[SUPPLIED PASSAGE — start]

One State, Every Path
No state trains more healthcare professionals across more doctoral paths than California: 13 MD programs, seven dental schools, more than a dozen pharmacy schools, and three optometry programs. If you are a Californian choosing among health professions — or an out-of-stater targeting the market — the landscape rewards being understood as a whole.
Medicine: The Deepest and the Hardest
Stanford (MCAT 518, 2.2% acceptance) and UCSF (517, 3.3%) are national top-15 anchors, with UCLA Geffen and UC San Diego (2.1% — the state's lowest) right behind. The accessible end — UC Riverside, Charles R. Drew, CUSM, California Northstate — still posts MCAT medians of 502–507. The band of acceptance rates across all thirteen programs, 2.1% to 9.5%, is the tightest and lowest of any state. See best medical schools in California for the school-by-school breakdown.
Dentistry: Two Public Giants, Three Private Paths
UCSF and UCLA define the national ceiling — DAT medians of 23, acceptance under 5%, and public tuition around $52,000 that undercuts private peers by $30,000+ a year. USC Ostrow ($88,000) and Pacific Dugoni ($95,900 — but a three-year accelerated DDS that saves a year of cost and adds a year of income) serve the private lane, with Loma Linda, Western, and California Northstate rounding out seven schools.
Pharmacy and Optometry: Quieter Strengths
UCSF pharmacy is a perennial national #2 with research depth no California peer matches; USC leads the privates. In optometry, UC Berkeley is the top-ranked OD program in the country (OAT median 360) at about $37,000 in-state, with SCCO at Marshall B. Ketchum and Western University serving Southern California. Note the one gap: veterinary medicine has a single option, UC Davis, so pre-vet Californians mostly apply out of state.
Compare your chances across programs and states.
AdmitBase scores your GPA and test scores against admitted-class data in medicine, dentistry, pharmacy, optometry, and more — so you can see every California option and its out-of-state alternatives on one list.
Get Started Free →The UC Advantage — and the California Penalty
The through-line across all four professions: UC programs pair elite quality with public pricing, which makes them the best values and the hardest admits simultaneously. California also produces more pre-health applicants than any state, so in-state demand overwhelms even this much capacity — that is the California penalty, and it is why acceptance rates here sit below national norms in every profession.
If you are a California resident: anchor your list with UC programs, but apply meaningfully out of state; your California residency does not travel, but your numbers do. If you are out-of-state: target the privates — Stanford, USC, Loma Linda, Pacific, Western — which admit nationally, and treat the UCs as long shots. Either way, choose the profession before the state: see should you go to medical school, dental school, pharmacy school, or optometry school for the honest version of each answer.

[SUPPLIED PASSAGE — finish]
[RECORDED DATA — start]

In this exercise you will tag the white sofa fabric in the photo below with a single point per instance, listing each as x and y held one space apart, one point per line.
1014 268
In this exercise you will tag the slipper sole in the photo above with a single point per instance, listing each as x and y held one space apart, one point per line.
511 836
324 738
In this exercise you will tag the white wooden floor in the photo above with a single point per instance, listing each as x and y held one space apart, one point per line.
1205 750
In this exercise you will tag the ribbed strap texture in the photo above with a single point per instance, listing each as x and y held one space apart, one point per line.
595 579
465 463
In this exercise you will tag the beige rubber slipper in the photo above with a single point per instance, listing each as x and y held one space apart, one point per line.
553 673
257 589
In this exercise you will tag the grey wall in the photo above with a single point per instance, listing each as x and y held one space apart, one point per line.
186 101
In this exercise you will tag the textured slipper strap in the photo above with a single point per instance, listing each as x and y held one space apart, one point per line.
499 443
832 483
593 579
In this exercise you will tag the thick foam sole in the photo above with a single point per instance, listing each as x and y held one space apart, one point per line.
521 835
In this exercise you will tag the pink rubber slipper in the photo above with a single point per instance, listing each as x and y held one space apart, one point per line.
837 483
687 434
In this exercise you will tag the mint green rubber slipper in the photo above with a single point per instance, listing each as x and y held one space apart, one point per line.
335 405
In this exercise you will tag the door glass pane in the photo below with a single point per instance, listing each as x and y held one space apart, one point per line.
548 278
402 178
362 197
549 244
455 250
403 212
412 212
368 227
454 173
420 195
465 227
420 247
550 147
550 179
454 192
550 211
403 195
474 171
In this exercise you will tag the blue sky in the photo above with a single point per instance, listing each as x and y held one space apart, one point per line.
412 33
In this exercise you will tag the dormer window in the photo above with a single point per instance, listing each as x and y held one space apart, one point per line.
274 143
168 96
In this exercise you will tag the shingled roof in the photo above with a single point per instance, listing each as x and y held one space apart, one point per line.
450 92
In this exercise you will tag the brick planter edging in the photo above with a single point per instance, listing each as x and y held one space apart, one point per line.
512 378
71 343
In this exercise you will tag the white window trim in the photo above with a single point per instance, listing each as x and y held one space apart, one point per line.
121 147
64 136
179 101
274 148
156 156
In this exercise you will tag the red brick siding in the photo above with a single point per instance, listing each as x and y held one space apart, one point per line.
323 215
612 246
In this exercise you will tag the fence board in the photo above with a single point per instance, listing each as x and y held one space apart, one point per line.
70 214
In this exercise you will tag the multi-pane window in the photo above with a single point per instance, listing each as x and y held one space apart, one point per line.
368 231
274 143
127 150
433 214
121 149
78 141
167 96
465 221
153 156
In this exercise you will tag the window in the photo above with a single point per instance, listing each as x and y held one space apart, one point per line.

[RECORDED DATA — finish]

THINGS TO DO
A – From the California health-schools article above, copy the passage that begins at the words "Compare your chances" and ends after the words "in every profession.".
B – Name every dental school the California health-schools article mentions.
C – Answer these from the California health-schools article:
(i) What MCAT median does Stanford have?
(ii) What is the OAT median at UC Berkeley's optometry program?
(iii) Which school is California's single option in veterinary medicine?

RESULTS BY TASK
A –
Compare your chances across programs and states.
AdmitBase scores your GPA and test scores against admitted-class data in medicine, dentistry, pharmacy, optometry, and more — so you can see every California option and its out-of-state alternatives on one list.
Get Started Free →The UC Advantage — and the California Penalty
The through-line across all four professions: UC programs pair elite quality with public pricing, which makes them the best values and the hardest admits simultaneously. California also produces more pre-health applicants than any state, so in-state demand overwhelms even this much capacity — that is the California penalty, and it is why acceptance rates here sit below national norms in every profession.

B –
UCSF
UCLA
USC Ostrow
Pacific Dugoni
Loma Linda
Western
California Northstate

C –
(i) 518
(ii) 360
(iii) UC Davis